-- FRAGMENT DOKUMENTU --

※ ※ ※

Typowe Juve - po meczu Juventus vs Valencia
Kilkadziesiąt minut temu zakończyło się spotkanie Juventusu z Valencią. Było jasne, że jeśli Juventus chciał wyjść z tej grupy z pierwszego miejsca, to musi ten mecz wygrać. Jasnym było jednak również to, że jeśli Valencia chce z tej grupy w ogóle awansować, to również musi wygrać. Wszystko to zapowiadało nam więc olbrzymi ładunek emocji.
Spotkanie rozpoczęło się niespodziewanie, bo od ataków gości. Niestety – nie potrafili oni jednak przełamać dobrze zorganizowanej defensywy Juve. Gospodarze zaś cierpliwie czekali na swoje okazje. Bardzo dobrze grał Rodrigo Bentancur – młody Urugwajczyk imponował spokojem w środku pola oraz fenomenalnym wyszkoleniem technicznym. Koniec końców żaden z zespołów nie zdołał jednak wyjść na prowadzenie, choć w ostatniej akcji pierwszej połowy fenomenalną interwencję po strzale Diakhaby’ego zaliczył Wojciech Szczęsny. Zdecydowanie parada meczu, jak nie kolejki (choć to akurat będziemy mogli powiedzieć dopiero po jutrzejszych meczach).
Po przerwie do głosu doszedł Juventus. I od razu było widać efekty – sytuacje zaczęły się mnożyć jak grzyby po deszczu. W końcu defensywa „Nietoperzy” nie wytrzymała i w 59. minucie Ronaldo ograł jak dziecko Gabriela Paulistę (Daniela Wassa nie ograł, bo ten nawet nie próbował za nim pobiec) i dośrodkował po ziemi do Mario Mandzukicia. Ten oczywiście nie był kryty przez nikogo, bo Diakhaby, Kondogbia i Gaya stwierdzili, że w sumie to komu to potrzebne.

※ ※ ※

-- PRZEKAZANE WPISY --

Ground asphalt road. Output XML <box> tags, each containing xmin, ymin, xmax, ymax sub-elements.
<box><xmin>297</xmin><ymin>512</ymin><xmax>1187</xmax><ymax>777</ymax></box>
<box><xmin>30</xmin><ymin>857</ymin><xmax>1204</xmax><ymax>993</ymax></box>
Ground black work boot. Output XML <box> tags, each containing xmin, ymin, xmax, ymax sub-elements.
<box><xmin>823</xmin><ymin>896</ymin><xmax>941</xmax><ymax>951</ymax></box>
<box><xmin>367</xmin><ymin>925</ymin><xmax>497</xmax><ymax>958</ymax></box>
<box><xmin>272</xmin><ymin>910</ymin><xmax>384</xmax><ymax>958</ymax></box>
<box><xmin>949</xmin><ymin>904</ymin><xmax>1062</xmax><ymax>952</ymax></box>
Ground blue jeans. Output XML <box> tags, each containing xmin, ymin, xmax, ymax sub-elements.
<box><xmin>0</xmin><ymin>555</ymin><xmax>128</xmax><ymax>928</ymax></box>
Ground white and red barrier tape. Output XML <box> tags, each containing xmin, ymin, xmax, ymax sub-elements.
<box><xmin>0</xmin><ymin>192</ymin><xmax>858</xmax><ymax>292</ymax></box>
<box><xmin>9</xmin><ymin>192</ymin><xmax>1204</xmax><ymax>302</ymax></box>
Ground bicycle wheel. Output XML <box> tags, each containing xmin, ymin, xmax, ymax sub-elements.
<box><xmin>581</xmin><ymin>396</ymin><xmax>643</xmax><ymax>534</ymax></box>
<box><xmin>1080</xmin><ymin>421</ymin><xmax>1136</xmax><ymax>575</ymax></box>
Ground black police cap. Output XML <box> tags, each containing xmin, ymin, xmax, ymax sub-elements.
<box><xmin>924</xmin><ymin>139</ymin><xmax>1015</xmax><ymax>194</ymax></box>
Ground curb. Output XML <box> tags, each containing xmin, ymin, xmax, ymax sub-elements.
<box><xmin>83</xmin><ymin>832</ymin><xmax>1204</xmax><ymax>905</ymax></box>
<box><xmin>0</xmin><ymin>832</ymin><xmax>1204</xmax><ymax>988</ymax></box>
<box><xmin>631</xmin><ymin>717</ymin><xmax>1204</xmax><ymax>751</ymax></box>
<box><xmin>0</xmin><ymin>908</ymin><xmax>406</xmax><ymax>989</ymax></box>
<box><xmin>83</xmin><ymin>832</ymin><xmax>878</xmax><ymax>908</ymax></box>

※ ※ ※

-- TREŚĆ ZADANIA --
Podejmij relację z meczu Juventusu z Valencią i poprowadź ją dalej, zaczynając od zdania następującego po ostatnim.

-- ODPOWIEDŹ DO ZADANIA --
Później do ataków ruszyła Valencia. I nawet miała ona kilka szans, ale zawsze czegoś brakowało – a to ostatniego podania, a to wykończenia. Guedes i Gameiro za zachowanie pod bramką rywali powinni zostać zesłani do gułagu. Jakieś koślawe przyjęcia, jakieś strzały po ósmych piętrach – ehh, fanów „Nietoperzy” z pewnością bolały w tym momencie zęby. Z kolei Juventus coraz groźniej kontrował. Świetne okazje marnowali jednak Mandzukić oraz Ronaldo. Do tego świetnie w bramce spisywał się Neto.
Ostatecznie mecz zakończył się jednobramkowym zwycięstwem Juve. Dzięki równoległej wygranej Manchesteru United z Young Boys znamy już zespoły, które awansują do 1/8 finału – będą to Juventus oraz United.
Juventus 1:0 Valencia (59’ Mandzukić)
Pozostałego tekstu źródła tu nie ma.